### Arbeitsauftrag
Beantworte bitte anhand des Textes über die russischen Angriffe auf die ukrainische Stromversorgung diese Fragen:
(a) Seit wann greift Russland die Stromversorgung in der Ukraine gezielt an?
(b) Wie viel Prozent der russischen Missiles schlagen laut den ukrainischen Streitkräften im Ziel ein?
(c) Für welche Flakpanzer wird die schwindende Munition als Beispiel genannt?

### Text zur Analyse
Seit zwei Monaten greift Russland gezielt die Stromversorgung in der Ukraine an. Bisher gelingt es, das Stromnetz in ganzen Regionen temporär auszuschalten, es gelingt aber nicht, die Versorgung mit Strom dauerhaft zu unterbinden.
Das liegt an der effektiven Luftverteidigung der ukrainischen Streitkräfte. Nach deren Angaben schlagen nur etwa 15 Prozent der russischen Missiles im Ziel ein. Auch wenn es möglich ist, dass die Zahlen etwas geschönt sind, kann man doch davon ausgehen, dass der Großteil der Angriffe abgefangen wird.
Doch dieser Erfolg ist nur ein halber Sieg. Denn Kiews Vorräte an Abfangraketen und Munition, etwa für die Flakpanzer Gepard, schwinden rapide. Neben den aktuellen Kämpfen im Luftraum gibt es einen strategischen Krieg. Und in ihm geht es um die Frage: Wem geht zuerst die Munition aus? Ist Russland nicht mehr in der Lage, seine Missile-Offensive fortzusetzen? Oder kann Kiew irgendwann die russischen Flugkörper nicht mehr abfangen, weil die Magazine mit Abwehrraketen leer sind?

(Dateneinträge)
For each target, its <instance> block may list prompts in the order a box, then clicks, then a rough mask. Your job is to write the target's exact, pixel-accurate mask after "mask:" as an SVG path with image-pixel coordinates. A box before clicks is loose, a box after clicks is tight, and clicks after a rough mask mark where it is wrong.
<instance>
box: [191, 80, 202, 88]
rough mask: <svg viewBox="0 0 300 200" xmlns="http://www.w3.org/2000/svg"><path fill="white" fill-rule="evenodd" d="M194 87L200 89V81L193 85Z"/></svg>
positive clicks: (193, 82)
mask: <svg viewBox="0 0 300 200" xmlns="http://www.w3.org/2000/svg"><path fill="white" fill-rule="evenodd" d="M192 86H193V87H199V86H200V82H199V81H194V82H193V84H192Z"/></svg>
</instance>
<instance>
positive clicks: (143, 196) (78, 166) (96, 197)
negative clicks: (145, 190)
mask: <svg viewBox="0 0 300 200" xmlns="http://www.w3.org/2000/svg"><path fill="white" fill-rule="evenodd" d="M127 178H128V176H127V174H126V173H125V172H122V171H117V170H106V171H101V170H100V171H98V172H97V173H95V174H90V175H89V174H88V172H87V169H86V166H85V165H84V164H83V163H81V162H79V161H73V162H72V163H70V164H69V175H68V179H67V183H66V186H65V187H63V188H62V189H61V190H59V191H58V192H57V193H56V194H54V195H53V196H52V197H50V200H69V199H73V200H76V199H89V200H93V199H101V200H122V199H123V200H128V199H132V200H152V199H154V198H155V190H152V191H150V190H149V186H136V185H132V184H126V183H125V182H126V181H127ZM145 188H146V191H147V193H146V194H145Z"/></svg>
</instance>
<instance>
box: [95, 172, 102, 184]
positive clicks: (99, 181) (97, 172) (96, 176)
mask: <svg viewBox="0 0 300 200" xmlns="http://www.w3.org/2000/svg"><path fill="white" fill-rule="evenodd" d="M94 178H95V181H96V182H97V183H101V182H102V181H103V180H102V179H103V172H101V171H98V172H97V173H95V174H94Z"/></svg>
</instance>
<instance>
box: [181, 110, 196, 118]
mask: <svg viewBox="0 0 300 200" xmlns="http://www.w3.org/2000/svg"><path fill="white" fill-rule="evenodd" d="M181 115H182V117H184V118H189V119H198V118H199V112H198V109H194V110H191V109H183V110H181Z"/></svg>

### Ergebnis
(a) Seit zwei Monaten.
(b) Etwa 15 Prozent.
(c) Für die Flakpanzer Gepard.